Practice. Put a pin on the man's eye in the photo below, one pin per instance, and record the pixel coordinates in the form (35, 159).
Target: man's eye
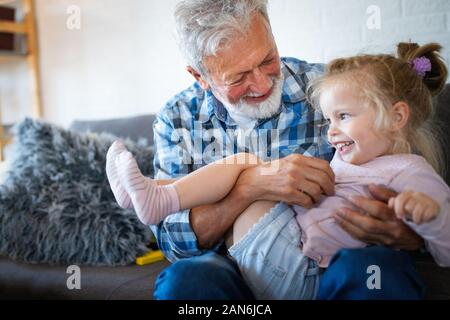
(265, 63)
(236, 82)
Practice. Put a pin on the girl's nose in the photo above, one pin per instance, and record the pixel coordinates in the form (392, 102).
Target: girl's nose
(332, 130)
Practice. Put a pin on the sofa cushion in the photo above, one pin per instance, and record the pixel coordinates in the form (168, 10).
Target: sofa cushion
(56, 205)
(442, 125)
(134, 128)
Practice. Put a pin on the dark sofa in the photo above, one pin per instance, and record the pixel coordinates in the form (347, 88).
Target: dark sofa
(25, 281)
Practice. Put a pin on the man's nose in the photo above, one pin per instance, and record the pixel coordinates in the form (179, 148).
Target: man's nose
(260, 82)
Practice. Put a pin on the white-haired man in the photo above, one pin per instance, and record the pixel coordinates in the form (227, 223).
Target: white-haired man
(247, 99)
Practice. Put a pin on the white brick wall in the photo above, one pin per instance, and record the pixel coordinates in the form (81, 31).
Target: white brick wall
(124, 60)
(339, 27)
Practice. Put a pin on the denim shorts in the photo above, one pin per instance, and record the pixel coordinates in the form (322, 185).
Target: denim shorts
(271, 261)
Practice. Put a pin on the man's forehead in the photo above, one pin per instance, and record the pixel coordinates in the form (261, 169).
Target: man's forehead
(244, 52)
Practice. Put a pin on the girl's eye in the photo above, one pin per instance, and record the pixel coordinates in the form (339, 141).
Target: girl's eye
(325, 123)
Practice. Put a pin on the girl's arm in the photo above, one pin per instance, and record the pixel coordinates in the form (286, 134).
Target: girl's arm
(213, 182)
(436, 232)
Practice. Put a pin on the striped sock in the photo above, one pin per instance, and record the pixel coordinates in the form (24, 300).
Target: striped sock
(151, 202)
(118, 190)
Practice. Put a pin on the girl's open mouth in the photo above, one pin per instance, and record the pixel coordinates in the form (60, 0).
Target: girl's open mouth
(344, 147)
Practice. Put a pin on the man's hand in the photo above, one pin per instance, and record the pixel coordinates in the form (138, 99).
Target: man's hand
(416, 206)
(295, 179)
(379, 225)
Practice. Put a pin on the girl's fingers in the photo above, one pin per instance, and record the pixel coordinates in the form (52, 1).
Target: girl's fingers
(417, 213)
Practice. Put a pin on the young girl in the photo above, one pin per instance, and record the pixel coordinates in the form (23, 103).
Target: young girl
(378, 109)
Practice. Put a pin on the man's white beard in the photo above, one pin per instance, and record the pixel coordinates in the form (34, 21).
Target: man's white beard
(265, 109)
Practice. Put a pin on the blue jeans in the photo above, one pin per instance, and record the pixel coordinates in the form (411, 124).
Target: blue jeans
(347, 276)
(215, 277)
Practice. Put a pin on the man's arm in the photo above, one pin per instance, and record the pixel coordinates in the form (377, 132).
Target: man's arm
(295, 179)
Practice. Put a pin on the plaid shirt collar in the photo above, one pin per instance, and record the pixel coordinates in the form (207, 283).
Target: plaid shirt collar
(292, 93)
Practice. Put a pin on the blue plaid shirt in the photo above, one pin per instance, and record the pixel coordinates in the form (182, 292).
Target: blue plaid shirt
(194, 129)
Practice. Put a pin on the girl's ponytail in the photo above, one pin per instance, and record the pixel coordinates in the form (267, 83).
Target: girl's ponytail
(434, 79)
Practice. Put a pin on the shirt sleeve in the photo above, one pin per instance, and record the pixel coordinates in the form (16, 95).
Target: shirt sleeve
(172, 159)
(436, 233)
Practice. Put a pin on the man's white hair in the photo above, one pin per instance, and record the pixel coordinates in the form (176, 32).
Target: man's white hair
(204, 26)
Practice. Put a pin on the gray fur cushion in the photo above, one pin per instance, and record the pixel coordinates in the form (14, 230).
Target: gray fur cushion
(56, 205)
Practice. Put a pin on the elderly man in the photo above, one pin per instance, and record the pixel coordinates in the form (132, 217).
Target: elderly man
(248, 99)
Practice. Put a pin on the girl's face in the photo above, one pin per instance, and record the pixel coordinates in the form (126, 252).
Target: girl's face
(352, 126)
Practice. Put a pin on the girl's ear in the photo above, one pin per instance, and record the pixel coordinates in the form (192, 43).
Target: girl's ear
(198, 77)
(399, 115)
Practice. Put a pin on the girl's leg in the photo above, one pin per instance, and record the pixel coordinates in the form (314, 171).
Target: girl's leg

Task details. Retype the whole listing exactly and leave the pictures out.

Full response.
Practice. Put a pin on the man's eye in the photo below, one pin per instance, and record the pixel coordinates in the form (35, 159).
Target: man's eye
(265, 63)
(236, 82)
Practice. Put a pin on the girl's nose in the photo above, one pin per instance, and record the pixel coordinates in the form (392, 102).
Target: girl's nose
(332, 130)
Practice. Put a pin on the sofa cushion in the photo above, one pin per instance, and record the pixel coordinates in the form (168, 10).
Target: sofa cushion
(56, 205)
(442, 125)
(134, 128)
Practice. Put a pin on the dark sofa in the photo above, one pin per instance, and record the pixel coordinates in the form (347, 88).
Target: dark sofa
(25, 281)
Practice. Put a pin on the man's nose in the photo above, one pin per instance, and record the pixel coordinates in the form (179, 148).
Target: man's nose
(260, 82)
Practice. Put a pin on the white-haired man in the photo above, one pin per instance, and record the pixel coordinates in the form (227, 223).
Target: white-haired man
(247, 99)
Practice. Put a pin on the white brick wall in the photo above, one pin per instance, and record the pixel coordinates in the form (81, 31).
Target: white brick wall
(124, 60)
(339, 27)
Practice. Put a pin on the denim shorts in the photo above, one pin per instance, and record the pixel coordinates in the form (322, 185).
Target: denim shorts
(271, 261)
Practice. Put a pin on the man's forehead in the photo above, one pin per instance, and record the pixel coordinates in the form (261, 169).
Target: man's forehead
(244, 52)
Practice. Put a pin on the girl's eye in the photo above, one pin per instance, and record the pixel coordinates in the form (339, 141).
Target: girl's eye
(325, 123)
Practice. Put a pin on the girl's arm in the photo above, one pin per instance, and record the pixel coordinates in the form (286, 134).
Target: girl's arm
(213, 182)
(436, 232)
Practice. Put a pin on the striped sock in the photo above, one pin per instance, and record the pixel coordinates in the form (24, 300).
Target: striped sock
(151, 202)
(118, 190)
Practice. Put a pin on the girl's open mouth in the photo above, one pin per instance, and record the pixel coordinates in the form (60, 0).
Target: girl's open mouth
(344, 147)
Practice. Put a pin on the man's hand in the photo above, one pin per instance, and record the pixel coordinates in the form (138, 99).
Target: man's hand
(416, 206)
(295, 179)
(379, 225)
Practice. Put a pin on the girl's fingers in the photo above, one pin per instance, and record the pixel coordinates in the form (52, 1).
Target: girl's fingers
(417, 213)
Practice. Put a pin on the young girl in the photo above, one pin per instance, and record the pixel coordinates in the form (23, 103).
Target: young girl
(378, 109)
Practice. Put a pin on the man's white beard in the photo above, one pin per instance, and record the pixel coordinates in the form (34, 21).
Target: man's white beard
(265, 109)
Practice. Put a pin on the blue jeans in the photo above, one pin per instance, and record the pixel coordinates in the form (411, 124).
Target: blue jeans
(347, 276)
(215, 277)
Practice. Put a pin on the man's arm in the photo above, one pin per instance, and record the pixel coordinates in the form (377, 132).
Target: man's arm
(295, 179)
Practice. Put a pin on the plaid shirt collar in the photo above, one pin per instance, and record the pixel coordinates in the form (207, 283).
Target: plaid shirt collar
(292, 93)
Practice. Put a pin on the blue plaid shirt in the photo above, one pin per instance, and record the pixel coordinates in the form (182, 292).
Target: blue plaid shirt
(194, 129)
Practice. Put a pin on the girl's ponytail in the photo above, one pin per instance, and record the pixel coordinates in the form (267, 83).
Target: girl's ponytail
(434, 79)
Practice. Put a pin on the shirt sleeve in the photo above, one pin per instance, and record the pixel coordinates in the form (16, 95).
Target: shirt sleeve
(172, 159)
(436, 233)
Practice. Put a pin on the man's white hair in the photo above, one pin per instance, and record the pixel coordinates in the form (176, 32).
Target: man's white hair
(204, 26)
Practice. Put a pin on the gray fur cushion in the photo above, one pin per instance, and record the pixel coordinates in the form (14, 230).
Target: gray fur cushion
(56, 205)
Practice. Put a pin on the elderly man in the photo above, one pin per instance, and record the pixel coordinates in the form (132, 217).
Target: elderly man
(248, 99)
Practice. Put a pin on the girl's face in the photo above, one pin per instance, and record the pixel coordinates in the form (126, 252).
Target: girl's face
(352, 126)
Practice. Put a pin on the girl's ear in the photo above, one pin per instance, and record the pixel coordinates in the form (192, 43).
Target: girl's ear
(198, 77)
(399, 115)
Practice. Put a pin on the girl's leg in the photo above, one pin per instance, and record the pixel coordinates in the form (314, 171).
Target: girl's leg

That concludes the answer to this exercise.